WHAT THE EXERCISE ASKS =>
Rewrite everything from the line containing "Put a dot on each instance of the green" down to the end of the material, replacing "castle" with "manor house" and leaving all else unchanged.

Items listed in a dataset:
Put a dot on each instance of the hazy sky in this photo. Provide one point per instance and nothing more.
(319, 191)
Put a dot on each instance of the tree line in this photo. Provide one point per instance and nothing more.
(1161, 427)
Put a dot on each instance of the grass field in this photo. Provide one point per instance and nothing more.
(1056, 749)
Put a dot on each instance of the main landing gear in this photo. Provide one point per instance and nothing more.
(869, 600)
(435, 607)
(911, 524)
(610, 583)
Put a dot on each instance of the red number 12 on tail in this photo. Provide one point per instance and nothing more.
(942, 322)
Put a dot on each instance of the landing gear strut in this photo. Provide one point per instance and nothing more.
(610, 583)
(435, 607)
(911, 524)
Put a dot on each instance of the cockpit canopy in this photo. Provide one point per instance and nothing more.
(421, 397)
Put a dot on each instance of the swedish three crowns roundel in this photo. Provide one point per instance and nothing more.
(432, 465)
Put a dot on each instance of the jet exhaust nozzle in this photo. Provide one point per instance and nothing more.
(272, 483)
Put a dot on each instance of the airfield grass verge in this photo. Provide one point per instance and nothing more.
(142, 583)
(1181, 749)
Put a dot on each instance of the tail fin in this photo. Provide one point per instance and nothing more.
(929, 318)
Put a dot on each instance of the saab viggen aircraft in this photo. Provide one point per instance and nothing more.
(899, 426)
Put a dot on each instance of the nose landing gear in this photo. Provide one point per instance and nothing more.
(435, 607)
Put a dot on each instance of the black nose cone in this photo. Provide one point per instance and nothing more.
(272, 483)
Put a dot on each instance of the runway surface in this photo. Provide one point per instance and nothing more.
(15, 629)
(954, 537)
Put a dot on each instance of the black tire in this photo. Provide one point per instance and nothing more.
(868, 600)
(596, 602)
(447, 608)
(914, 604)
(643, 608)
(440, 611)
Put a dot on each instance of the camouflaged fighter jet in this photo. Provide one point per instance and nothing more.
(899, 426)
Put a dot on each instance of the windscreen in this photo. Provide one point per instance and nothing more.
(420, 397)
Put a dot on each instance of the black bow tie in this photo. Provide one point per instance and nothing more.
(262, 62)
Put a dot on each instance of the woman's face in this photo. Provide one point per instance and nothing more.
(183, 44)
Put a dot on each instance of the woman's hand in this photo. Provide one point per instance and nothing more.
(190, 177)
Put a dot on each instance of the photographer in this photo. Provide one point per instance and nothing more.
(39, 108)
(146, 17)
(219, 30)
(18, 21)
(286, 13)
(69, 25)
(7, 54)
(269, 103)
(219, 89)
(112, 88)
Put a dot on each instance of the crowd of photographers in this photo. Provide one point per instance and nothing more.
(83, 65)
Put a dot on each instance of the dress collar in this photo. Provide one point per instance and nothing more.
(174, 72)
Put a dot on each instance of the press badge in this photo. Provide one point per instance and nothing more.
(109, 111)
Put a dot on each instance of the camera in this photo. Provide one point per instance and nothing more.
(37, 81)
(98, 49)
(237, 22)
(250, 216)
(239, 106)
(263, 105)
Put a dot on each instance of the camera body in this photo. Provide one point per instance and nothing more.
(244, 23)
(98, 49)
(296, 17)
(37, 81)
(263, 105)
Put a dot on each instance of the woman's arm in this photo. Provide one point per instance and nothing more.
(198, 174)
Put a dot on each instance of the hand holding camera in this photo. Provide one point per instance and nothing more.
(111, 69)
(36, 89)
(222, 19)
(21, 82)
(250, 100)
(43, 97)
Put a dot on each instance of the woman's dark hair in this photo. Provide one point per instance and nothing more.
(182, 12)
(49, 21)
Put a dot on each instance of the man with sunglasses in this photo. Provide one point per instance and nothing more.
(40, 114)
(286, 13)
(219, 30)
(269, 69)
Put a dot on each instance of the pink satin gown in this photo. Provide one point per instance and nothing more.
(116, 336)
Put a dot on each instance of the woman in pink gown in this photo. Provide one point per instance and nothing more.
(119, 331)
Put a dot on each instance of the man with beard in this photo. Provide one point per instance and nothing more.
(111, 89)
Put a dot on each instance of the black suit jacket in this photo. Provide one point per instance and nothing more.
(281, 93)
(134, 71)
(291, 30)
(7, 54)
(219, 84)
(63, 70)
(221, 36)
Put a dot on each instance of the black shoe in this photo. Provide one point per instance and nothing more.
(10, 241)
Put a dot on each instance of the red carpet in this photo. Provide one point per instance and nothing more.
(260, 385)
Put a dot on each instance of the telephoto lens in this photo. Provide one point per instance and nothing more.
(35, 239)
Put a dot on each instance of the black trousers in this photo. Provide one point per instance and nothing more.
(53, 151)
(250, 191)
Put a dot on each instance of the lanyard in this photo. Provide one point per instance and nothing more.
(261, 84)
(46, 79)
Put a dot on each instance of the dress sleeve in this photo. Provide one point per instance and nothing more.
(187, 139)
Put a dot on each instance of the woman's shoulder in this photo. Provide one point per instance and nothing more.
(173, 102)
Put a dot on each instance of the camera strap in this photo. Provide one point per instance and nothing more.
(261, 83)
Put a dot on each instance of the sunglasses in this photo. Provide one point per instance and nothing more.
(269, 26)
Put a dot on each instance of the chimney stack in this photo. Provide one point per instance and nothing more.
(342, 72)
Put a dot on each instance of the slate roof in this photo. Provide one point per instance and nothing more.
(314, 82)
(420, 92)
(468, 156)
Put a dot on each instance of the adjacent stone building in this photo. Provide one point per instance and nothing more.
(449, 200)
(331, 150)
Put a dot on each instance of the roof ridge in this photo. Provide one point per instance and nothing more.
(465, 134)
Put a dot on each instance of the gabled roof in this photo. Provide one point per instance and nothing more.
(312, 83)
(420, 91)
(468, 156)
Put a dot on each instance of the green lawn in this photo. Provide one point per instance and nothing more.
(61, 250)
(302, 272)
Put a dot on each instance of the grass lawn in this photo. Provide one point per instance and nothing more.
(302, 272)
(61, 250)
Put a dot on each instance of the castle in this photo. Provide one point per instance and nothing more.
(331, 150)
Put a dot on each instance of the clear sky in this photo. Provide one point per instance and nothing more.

REPLY =>
Put a dot on each instance of the green lawn in this photo. Provide one point per instance and nothing more.
(61, 250)
(302, 272)
Put a dot on each instance of the grass lawn in this photo. Provide one point per instance and nothing more.
(302, 272)
(61, 250)
Put a dot on each instance of the manor house in this photo. Provide one point per instance and nothing more.
(331, 150)
Put a dot on each instance of the clear sky in this photo. Provide one point per instance and nothing more.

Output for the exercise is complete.